STATED TASK
List every line in the items below that contains the word "wooden", matching case exactly.
---
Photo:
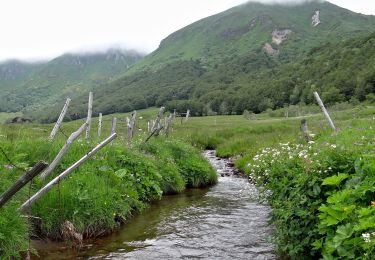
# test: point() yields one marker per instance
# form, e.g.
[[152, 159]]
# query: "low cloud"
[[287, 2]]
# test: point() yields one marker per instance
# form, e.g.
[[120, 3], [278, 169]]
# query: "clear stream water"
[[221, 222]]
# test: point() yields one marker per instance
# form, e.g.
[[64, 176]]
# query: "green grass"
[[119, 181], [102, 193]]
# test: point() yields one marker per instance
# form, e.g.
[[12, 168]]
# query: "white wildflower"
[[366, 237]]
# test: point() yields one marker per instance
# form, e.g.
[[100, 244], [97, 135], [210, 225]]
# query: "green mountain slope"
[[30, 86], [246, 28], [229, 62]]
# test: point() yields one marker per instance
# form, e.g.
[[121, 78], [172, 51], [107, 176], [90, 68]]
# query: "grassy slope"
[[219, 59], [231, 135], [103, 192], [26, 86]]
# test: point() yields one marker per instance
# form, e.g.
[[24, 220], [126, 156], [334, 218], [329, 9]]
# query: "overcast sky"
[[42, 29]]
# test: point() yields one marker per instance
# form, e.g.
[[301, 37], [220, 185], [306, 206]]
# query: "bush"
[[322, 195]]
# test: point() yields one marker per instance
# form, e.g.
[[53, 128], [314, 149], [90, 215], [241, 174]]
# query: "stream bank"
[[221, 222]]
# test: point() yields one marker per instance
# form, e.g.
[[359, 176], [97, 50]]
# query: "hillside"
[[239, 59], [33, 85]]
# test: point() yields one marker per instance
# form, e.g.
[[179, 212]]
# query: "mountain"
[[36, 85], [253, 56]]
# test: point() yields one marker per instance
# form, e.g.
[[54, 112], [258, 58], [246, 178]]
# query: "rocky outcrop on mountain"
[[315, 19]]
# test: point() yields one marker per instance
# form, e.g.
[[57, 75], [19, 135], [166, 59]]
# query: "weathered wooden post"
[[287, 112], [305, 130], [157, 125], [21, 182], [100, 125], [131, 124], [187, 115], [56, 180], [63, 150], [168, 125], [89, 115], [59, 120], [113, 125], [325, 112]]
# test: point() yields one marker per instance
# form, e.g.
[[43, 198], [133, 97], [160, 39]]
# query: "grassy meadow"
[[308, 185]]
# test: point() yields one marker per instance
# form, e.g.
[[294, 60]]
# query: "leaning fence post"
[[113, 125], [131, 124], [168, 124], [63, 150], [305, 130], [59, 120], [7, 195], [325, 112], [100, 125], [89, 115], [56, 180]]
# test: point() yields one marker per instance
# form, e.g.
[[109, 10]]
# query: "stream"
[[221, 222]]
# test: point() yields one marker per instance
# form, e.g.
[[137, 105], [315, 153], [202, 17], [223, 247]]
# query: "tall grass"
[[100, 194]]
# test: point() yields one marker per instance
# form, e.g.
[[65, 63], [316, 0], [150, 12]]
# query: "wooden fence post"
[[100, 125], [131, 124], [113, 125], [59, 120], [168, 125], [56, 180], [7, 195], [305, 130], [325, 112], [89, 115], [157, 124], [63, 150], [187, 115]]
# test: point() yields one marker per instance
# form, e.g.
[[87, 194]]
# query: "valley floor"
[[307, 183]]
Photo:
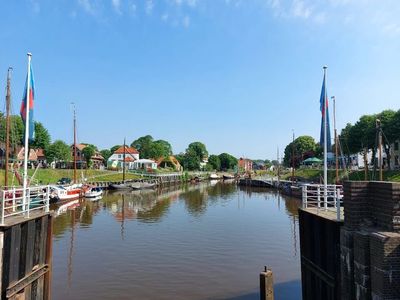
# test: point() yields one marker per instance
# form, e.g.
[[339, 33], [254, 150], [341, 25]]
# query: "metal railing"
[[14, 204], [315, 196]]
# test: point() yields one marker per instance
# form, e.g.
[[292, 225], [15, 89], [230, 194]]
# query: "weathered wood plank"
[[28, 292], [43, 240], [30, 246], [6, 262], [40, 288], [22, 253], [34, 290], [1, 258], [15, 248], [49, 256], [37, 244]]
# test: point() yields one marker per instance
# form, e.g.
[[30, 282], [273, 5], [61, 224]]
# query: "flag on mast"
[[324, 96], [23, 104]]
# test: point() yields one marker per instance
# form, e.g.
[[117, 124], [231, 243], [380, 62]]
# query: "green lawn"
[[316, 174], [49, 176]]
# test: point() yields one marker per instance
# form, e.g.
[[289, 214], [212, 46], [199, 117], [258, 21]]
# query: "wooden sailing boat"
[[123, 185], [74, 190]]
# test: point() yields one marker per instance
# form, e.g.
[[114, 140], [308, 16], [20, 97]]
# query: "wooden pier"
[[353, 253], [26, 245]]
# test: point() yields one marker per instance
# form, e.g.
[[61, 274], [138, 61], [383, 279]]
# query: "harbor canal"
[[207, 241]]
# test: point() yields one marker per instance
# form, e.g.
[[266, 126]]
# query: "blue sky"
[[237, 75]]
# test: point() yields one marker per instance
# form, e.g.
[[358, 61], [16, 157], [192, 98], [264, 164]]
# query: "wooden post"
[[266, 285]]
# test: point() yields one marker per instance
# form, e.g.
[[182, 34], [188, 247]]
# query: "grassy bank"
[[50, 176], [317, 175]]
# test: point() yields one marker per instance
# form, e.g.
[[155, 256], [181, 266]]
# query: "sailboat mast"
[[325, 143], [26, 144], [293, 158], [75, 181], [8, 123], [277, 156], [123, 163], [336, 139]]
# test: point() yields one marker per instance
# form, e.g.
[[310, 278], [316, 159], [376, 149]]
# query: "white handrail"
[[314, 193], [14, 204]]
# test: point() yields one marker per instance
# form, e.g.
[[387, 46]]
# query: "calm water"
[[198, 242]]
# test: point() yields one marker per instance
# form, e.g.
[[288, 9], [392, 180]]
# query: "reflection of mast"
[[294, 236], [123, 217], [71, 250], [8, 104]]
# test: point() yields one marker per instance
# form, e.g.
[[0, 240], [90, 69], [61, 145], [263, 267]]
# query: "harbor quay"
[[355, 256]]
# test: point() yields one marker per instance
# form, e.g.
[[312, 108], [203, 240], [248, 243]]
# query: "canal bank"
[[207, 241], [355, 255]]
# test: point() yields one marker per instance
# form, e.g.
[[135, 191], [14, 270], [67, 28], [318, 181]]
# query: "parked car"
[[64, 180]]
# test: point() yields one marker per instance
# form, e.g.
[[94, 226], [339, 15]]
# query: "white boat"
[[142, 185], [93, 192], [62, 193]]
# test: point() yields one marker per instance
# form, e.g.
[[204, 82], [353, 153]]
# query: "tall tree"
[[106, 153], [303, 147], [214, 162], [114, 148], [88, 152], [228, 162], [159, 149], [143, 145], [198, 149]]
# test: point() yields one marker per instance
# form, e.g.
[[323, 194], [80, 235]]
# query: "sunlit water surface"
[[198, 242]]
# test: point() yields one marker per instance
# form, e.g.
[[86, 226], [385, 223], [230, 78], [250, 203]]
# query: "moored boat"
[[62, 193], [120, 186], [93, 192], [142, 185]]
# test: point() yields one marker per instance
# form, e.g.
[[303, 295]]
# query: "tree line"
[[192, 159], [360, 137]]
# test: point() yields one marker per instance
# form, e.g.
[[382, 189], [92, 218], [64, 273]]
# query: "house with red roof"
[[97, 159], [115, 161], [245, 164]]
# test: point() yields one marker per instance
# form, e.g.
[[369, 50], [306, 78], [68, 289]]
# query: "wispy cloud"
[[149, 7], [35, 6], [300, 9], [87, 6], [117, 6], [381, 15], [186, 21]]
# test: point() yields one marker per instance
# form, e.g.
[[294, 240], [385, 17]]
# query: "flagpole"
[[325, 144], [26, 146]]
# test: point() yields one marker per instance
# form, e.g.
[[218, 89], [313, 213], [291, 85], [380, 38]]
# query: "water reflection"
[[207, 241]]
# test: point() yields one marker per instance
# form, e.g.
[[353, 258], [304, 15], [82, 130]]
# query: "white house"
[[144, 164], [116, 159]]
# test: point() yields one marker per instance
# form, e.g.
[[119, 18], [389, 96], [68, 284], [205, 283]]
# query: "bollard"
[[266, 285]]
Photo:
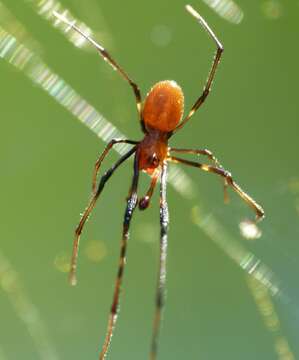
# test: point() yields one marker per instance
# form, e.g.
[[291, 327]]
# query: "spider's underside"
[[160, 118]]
---
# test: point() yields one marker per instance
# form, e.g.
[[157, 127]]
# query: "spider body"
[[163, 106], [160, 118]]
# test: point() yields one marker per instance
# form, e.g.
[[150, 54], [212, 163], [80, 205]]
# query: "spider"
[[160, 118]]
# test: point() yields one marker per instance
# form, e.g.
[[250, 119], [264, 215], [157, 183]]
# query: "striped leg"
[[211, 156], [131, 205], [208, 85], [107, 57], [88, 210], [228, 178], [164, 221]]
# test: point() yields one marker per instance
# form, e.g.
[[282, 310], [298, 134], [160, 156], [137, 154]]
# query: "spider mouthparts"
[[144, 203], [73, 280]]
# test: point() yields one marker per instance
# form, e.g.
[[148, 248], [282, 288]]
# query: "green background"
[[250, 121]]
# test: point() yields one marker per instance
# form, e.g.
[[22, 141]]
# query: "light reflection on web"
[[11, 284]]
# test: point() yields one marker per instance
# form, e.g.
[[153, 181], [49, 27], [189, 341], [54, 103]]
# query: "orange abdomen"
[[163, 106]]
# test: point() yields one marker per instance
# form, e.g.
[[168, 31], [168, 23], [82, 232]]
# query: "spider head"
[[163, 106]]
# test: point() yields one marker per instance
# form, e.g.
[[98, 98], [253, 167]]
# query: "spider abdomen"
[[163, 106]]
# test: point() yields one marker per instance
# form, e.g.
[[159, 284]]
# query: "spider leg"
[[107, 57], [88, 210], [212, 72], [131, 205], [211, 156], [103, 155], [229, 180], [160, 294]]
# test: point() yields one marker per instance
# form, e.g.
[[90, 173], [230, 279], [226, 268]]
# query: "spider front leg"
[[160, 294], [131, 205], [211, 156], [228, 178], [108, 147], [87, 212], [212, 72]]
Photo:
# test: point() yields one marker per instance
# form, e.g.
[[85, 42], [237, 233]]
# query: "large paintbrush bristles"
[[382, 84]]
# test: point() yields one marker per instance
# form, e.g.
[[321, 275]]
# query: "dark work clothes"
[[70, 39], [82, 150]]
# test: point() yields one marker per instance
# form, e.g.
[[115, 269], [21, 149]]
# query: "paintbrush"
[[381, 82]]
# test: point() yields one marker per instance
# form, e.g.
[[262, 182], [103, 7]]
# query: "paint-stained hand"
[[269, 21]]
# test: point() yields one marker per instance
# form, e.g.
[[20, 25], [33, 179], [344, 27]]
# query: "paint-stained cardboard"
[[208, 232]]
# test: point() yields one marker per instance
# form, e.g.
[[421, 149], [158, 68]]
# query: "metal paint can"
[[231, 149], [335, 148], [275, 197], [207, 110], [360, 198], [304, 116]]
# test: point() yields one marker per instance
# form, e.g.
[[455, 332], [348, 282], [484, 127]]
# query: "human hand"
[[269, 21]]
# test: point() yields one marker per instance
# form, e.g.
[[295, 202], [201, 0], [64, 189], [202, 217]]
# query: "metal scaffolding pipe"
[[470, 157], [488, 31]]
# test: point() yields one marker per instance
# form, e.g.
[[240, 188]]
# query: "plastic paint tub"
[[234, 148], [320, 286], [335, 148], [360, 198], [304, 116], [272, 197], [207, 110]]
---
SOLVED PROBLEM
# query: "weathered wooden post"
# query: "wooden fence post"
# query: "wooden sailing boat"
# query: "wooden pier"
# query: "wooden post"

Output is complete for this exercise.